__Directions__
In the article on the Senate stem-cell debate, who sponsors HR 810 in the Senate?

__Page text__

━━━━━━━━

With charts, blown-up photographs, and dozens of sentimental anecdotes, the Senate today opened the first of two days of debate on three bills concerning stem-cell research. Two of the measures are not controversial and are likely to pass easily when the Senate votes, on Tuesday afternoon. But President Bush has already promised to veto the third, HR 810, which would relax the federal government’s strict limits on what embryonic-stem-cell research may receive federal support by allowing scientists to experiment on embryos left over from fertility treatments.

HR 810, which passed the House of Representatives last year (The Chronicle, June 3, 2005), is sponsored in the Senate by Sen. Arlen Specter, a Pennsylvania Republican. In addition to touting the potential medical benefits of the research, Mr. Specter today tried to separate the measure from the wider anti-abortion movement, many of whose members oppose such research. “A woman’s right to choose has nothing really to do with stem-cell research,” he said, noting that a number of anti-abortion Republicans, including Sen. Orrin Hatch of Utah and a former first lady, Nancy Reagan, support stem-cell research.

Senators opposed to HR 810 spoke of alternative approaches that they called better choices. Sen. Sam Brownback, a Republican from Kansas, said he was focusing not on issues in “theology” but “biology,” calling embryonic-stem-cell treatments “speculative” and not nearly as promising as research on adult stem cells. He said that if the $500-million already spent on embryos had been diverted to adult stem cells, “we would have a lot more people in clinical trials today, a lot more people, I believe, being cured, and a lot more people alive today.”

The other stem-cell bills the Senate is scheduled to vote on tomorrow are S 3504 and S 2754. The former, the “fetal farming bill,” would ban the harvesting of stem-cell lines from pregnant women or from human embryos grown in the uteruses of animals; the latter would provide support for research on adult stem cells. But little debate surrounded those measures. As Sen. Tom Harkin, a Democrat from Iowa and co-sponsor of HR 810, said, “it’s the only one that really matters.”

━━━━━━━━

__Material supplied__
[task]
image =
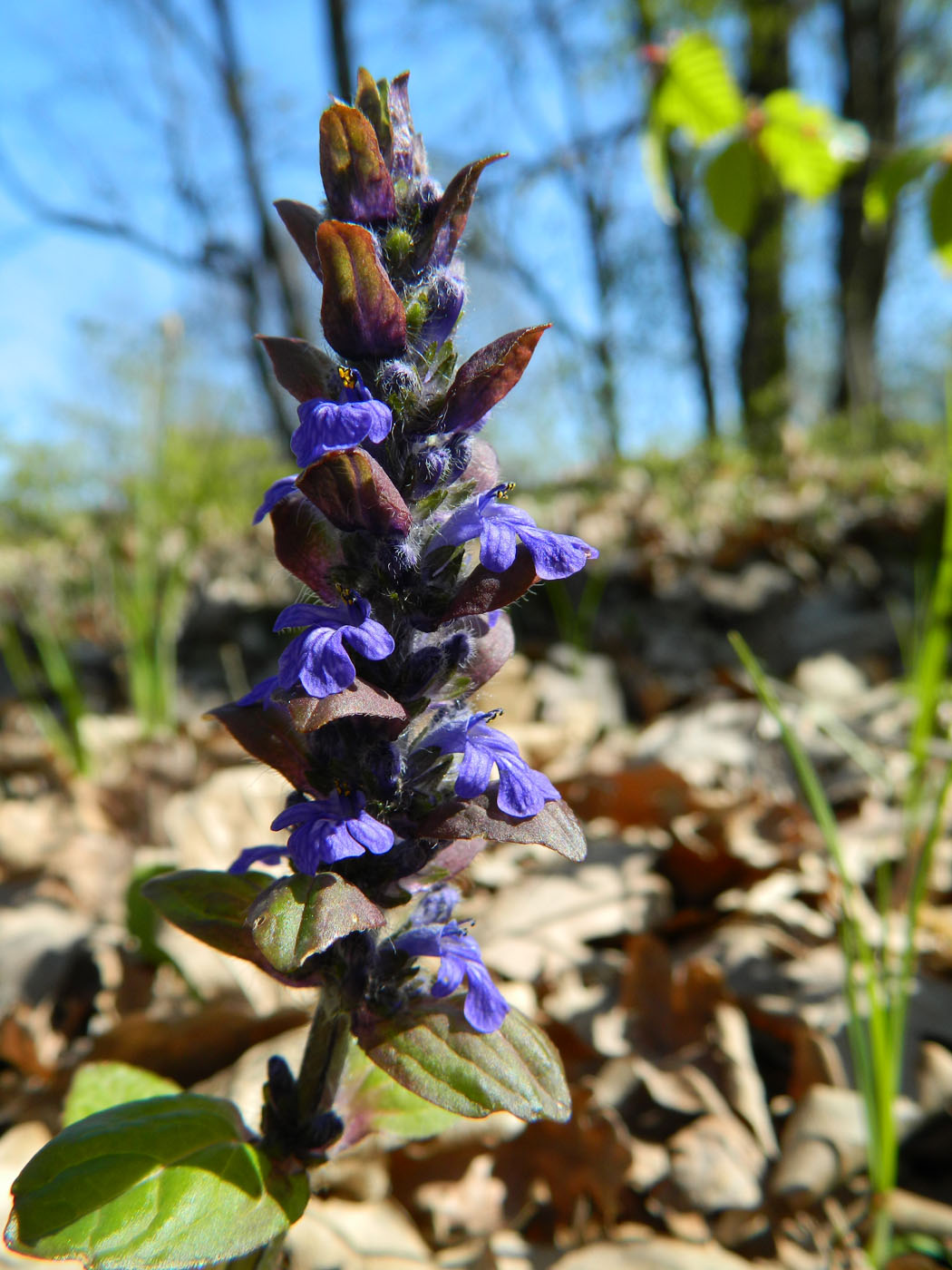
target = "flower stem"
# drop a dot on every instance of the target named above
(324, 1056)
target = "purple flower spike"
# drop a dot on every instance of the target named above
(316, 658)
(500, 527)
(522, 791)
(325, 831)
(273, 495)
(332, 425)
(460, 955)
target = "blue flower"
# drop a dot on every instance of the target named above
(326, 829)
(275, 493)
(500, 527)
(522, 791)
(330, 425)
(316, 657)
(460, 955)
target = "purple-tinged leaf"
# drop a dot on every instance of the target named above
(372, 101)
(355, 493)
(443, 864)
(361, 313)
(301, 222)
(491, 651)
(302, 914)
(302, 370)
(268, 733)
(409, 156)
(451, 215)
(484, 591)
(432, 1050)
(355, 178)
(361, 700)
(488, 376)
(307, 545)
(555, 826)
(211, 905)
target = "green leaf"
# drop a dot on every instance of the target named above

━━━━━━━━

__Output__
Sen. Arlen Specter, a Pennsylvania Republican.